**** Information shown ****

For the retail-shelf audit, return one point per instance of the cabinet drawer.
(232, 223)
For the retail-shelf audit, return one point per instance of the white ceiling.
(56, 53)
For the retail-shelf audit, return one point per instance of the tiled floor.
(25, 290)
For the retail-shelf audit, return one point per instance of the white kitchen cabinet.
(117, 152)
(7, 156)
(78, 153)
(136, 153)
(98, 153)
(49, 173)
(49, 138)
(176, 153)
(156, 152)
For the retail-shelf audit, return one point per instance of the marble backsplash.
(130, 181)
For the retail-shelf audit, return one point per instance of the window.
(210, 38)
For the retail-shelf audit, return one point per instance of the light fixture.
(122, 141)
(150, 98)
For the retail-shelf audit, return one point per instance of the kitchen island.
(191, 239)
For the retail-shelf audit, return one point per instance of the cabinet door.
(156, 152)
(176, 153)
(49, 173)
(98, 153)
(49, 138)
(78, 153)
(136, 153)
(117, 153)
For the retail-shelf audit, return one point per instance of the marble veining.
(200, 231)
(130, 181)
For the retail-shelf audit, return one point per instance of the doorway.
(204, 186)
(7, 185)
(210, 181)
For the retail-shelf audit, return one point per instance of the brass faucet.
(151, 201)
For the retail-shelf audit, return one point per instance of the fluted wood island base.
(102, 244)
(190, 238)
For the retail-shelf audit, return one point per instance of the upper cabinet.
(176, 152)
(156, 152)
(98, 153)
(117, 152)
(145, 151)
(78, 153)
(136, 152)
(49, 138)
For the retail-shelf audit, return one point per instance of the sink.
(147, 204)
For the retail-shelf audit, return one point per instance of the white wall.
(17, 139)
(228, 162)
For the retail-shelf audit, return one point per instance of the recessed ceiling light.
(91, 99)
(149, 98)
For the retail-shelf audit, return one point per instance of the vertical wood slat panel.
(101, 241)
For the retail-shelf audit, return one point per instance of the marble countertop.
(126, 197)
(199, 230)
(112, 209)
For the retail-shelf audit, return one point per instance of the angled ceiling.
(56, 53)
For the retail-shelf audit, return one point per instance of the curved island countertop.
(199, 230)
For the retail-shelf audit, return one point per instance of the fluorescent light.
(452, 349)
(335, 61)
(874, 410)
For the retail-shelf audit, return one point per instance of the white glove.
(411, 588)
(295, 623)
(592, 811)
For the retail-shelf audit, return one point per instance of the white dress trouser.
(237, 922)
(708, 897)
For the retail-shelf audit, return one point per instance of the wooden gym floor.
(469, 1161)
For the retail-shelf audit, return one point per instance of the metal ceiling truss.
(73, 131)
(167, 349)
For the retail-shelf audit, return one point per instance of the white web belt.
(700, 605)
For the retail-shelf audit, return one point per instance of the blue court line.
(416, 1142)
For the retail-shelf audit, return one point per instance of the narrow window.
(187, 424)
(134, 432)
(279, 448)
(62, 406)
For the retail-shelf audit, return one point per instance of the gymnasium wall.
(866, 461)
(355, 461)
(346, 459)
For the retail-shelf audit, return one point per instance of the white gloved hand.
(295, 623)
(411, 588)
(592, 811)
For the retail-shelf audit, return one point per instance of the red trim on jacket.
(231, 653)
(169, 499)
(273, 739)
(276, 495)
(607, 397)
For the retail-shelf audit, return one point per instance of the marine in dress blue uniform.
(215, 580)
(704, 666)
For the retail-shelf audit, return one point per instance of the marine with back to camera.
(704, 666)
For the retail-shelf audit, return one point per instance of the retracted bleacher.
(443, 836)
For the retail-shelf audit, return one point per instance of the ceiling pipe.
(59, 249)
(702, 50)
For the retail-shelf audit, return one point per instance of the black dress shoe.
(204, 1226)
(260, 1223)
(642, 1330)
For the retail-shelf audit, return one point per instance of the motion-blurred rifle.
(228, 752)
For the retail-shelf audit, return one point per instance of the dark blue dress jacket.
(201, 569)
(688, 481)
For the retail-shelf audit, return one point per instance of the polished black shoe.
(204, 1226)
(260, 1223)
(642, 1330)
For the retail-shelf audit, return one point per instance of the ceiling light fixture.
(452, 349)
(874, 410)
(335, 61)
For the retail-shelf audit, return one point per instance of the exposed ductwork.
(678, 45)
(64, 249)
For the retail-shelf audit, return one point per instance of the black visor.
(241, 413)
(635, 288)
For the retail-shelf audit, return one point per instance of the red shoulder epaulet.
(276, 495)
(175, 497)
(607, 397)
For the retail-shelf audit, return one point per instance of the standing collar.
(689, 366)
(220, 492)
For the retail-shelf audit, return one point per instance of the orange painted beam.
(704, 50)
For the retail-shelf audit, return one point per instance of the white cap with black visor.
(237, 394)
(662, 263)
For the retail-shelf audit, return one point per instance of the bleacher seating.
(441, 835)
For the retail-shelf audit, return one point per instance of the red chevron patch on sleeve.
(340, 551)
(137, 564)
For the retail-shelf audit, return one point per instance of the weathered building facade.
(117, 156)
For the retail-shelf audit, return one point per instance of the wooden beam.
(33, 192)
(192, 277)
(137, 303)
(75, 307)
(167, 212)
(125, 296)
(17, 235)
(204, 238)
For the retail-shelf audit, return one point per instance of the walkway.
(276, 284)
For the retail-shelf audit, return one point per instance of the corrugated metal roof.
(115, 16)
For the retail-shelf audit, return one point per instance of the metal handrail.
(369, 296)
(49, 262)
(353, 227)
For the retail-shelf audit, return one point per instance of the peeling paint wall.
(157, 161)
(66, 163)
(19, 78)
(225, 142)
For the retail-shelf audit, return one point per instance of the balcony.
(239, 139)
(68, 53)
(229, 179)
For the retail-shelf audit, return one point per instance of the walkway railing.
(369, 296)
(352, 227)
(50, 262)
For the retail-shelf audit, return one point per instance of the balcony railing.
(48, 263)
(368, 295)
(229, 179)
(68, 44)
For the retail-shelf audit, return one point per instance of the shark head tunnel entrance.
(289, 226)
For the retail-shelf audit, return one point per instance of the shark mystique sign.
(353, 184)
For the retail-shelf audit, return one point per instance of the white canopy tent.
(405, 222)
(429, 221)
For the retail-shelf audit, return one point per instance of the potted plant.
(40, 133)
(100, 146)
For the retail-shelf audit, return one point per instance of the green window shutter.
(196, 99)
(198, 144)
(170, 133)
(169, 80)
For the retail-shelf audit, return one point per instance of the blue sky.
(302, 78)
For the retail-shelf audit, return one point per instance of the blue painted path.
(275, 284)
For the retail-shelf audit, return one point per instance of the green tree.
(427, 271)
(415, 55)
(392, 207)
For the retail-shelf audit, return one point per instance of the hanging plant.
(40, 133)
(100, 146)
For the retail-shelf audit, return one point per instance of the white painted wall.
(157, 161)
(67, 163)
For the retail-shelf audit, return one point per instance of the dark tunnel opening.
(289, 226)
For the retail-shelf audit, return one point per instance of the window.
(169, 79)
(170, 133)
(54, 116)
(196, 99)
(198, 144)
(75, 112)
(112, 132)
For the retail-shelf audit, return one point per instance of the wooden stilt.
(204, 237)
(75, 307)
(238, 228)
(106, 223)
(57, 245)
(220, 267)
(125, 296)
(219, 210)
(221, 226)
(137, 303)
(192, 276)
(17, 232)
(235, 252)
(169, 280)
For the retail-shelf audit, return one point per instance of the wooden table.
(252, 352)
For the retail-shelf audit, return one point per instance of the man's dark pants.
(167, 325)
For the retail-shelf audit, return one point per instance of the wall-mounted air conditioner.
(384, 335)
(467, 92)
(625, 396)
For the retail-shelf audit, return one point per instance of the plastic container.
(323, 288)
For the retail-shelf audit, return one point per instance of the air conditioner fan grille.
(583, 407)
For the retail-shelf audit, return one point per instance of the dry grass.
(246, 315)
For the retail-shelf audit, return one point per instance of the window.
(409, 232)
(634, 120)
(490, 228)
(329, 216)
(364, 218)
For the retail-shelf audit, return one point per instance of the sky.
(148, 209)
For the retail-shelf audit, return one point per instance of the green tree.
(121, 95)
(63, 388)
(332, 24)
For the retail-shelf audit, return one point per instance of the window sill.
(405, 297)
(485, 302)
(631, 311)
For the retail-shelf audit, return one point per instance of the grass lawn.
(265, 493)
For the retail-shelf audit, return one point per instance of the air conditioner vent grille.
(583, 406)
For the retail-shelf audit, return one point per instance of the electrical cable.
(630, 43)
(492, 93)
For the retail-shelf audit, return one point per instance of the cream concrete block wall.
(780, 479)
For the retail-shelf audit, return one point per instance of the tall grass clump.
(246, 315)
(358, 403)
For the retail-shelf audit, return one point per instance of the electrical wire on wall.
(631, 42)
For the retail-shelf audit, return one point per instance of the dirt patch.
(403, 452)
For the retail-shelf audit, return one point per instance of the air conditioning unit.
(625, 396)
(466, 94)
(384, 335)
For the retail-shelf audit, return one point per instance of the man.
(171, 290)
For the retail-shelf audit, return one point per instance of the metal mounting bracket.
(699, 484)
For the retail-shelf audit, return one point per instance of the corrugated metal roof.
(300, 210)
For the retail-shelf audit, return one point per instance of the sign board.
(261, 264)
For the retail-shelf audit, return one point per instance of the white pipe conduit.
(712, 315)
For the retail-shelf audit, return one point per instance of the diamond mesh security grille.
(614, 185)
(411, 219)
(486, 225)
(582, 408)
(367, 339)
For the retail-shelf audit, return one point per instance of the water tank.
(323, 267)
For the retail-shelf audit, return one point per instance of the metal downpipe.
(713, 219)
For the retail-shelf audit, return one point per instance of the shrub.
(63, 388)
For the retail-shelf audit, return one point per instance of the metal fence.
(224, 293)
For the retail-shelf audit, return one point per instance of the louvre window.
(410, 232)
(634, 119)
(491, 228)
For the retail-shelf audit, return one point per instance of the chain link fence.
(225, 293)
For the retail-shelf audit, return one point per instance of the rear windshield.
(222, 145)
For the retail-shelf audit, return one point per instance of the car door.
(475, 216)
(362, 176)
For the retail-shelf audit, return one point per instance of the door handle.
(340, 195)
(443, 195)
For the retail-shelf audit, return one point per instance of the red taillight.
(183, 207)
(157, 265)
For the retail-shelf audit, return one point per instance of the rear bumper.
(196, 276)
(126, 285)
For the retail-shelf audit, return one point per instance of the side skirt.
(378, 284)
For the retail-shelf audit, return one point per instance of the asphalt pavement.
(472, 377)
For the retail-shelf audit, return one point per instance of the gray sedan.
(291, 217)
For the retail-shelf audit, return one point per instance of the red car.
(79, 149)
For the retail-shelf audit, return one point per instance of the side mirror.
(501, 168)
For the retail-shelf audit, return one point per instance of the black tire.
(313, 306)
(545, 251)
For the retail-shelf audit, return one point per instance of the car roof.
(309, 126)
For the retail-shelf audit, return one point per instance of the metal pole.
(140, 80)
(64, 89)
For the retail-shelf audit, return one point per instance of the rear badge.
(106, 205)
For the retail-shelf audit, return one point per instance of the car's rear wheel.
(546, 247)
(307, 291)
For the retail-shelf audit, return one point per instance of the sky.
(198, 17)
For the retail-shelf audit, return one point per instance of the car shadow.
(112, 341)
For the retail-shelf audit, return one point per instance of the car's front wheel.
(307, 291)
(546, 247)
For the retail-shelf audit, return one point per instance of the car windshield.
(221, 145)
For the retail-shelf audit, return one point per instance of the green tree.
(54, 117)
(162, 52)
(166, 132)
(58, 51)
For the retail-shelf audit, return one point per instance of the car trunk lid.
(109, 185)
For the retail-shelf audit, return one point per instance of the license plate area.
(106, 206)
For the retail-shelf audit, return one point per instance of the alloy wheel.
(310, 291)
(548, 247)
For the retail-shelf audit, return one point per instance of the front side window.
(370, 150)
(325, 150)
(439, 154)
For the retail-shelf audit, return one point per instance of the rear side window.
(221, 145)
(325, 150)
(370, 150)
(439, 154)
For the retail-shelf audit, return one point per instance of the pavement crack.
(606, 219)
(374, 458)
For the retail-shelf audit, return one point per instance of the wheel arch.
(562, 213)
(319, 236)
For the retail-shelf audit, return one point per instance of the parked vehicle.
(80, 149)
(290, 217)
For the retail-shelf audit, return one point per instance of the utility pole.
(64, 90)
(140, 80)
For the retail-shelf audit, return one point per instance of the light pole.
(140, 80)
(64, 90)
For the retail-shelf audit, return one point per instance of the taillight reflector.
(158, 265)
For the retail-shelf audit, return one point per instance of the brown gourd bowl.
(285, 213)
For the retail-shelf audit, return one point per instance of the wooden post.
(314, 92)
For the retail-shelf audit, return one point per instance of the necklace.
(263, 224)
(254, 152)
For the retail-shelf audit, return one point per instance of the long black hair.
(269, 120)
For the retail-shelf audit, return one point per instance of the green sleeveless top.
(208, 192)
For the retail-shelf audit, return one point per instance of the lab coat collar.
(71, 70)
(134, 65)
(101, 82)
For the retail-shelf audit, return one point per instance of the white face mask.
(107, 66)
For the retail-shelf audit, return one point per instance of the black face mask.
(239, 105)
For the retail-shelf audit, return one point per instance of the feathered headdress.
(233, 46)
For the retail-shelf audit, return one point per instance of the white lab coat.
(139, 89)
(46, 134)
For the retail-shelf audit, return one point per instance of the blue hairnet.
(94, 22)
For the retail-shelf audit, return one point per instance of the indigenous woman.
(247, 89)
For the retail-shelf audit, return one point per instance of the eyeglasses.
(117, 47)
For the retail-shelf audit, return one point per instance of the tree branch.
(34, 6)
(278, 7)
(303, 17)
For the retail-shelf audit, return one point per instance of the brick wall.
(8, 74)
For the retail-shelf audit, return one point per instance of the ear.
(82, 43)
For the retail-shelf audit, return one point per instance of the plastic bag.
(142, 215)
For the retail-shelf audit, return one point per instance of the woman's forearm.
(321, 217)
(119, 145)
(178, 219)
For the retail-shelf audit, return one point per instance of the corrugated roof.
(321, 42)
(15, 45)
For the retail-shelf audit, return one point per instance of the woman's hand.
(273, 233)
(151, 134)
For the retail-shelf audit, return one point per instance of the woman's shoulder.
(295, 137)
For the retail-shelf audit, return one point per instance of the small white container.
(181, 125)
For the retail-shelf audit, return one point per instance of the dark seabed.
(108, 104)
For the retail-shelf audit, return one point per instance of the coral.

****

What the task asks: Write the line containing "of the ear." and all the lines after it out again, word for word, through the end of the material, and nothing besides.

Result below:
For the retail-shelf audit, return one point per instance of the ear.
(82, 43)
For the retail-shelf audit, return one point per instance of the plastic bag.
(142, 215)
For the retail-shelf audit, return one point per instance of the woman's forearm.
(321, 217)
(119, 145)
(178, 219)
For the retail-shelf audit, return one point per instance of the corrugated roof.
(321, 42)
(15, 45)
For the retail-shelf audit, return one point per instance of the woman's hand.
(273, 233)
(151, 134)
For the retail-shelf audit, return one point per instance of the woman's shoulder.
(295, 137)
For the retail-shelf audit, return one point per instance of the small white container.
(181, 125)
For the retail-shelf audit, return one point per instance of the dark seabed.
(108, 104)
For the retail-shelf audit, return one point per instance of the coral.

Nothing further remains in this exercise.